▶ [Aufgabenziel]:
Beantworten Sie anhand des Seitenauszugs folgende Fragen:
(a) Von wem wurden die „Lower-Risk“-Punkte entwickelt?
(b) Auf wie viele Tage pro Woche sollten Konsumierende ihren Konsum höchstens begrenzen?
(c) Wie lange kann die Cannabiswirkung laut dem Punkt „Kein Cannabis am Steuer“ anhalten?

▶ [Seitenauszug]:
┄┄┄┄┄┄┄┄┄┄┄┄┄┄┄┄┄┄┄┄

Die Guidelines für den risikofreieren Konsum
Hier sind die 12 „Lower-Risk“ Punkte, die von Benedikt Fischer und seinem Forschungsteam entwickelt wurden:
- Spät einsteigen: Der erstmalige Cannabiskonsum sollte so weit wie möglich hinausgezögert werden. Je später der Einstieg im jungen Erwachsenenalter erfolgt, desto geringer sind die Risiken für die Gesundheit und das Wohlbefinden.
- Niedrig-potenten Cannabis verwenden: Die gesundheitlichen Risiken steigen mit dem Anteil des Wirkstoffs THC im Cannabisprodukt. Konsumierende sollten möglichst Cannabis mit niedrigem THC-Anteil wählen.
- Rauchen vermeiden: Jede Konsumform birgt Risiken. Das Rauchen von Cannabis schädigt die Atemwege, besonders wenn Tabak hinzugefügt wird. Verdampfen oder Vaporisieren kann diese Risiken verringern.
- Tiefe Inhalation vermeiden: Konsumierende sollten es vermeiden, Cannabis besonders tief einzuatmen oder den Atem anzuhalten.
- Nur gelegentlich konsumieren: Besonders täglicher oder fast täglicher Konsum kann schädliche Auswirkungen haben. Konsumierende sollten ihren Konsum auf maximal 1-2 Tage pro Woche begrenzen.
- Legale und qualitätsgeprüfte Produkte bevorzugen: Konsumierende sollten legale Cannabisprodukte verwenden. Illegaler Cannabis kann unbekannte Wirkstoffgehalte und schädliche Substanzen enthalten.
- Reduktion oder Konsumpause bei beeinträchtigter geistiger Leistungsfähigkeit: Wenn Konsumierende den Eindruck haben, dass ihre geistige Leistungsfähigkeit abgenommen hat, sollten sie den Konsum reduzieren oder pausieren.
- Kein Cannabis am Steuer: Personen sollten kein motorisiertes Fahrzeug führen oder Maschinen betätigen, solange die Cannabiswirkung anhält. Dies kann 12 Stunden oder länger der Fall sein.

┄┄┄┄┄┄┄┄┄┄┄┄┄┄┄┄┄┄┄┄

▶ [Bereitgestellte Daten]:
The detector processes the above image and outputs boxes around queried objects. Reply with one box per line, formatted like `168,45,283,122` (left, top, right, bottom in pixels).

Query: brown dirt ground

┄┄┄┄┄┄┄┄┄┄┄┄┄┄┄┄┄┄┄┄

▶ [Antwortbereich]:
(a) Von Benedikt Fischer und seinem Forschungsteam.
(b) Auf maximal 1–2 Tage pro Woche.
(c) 12 Stunden oder länger.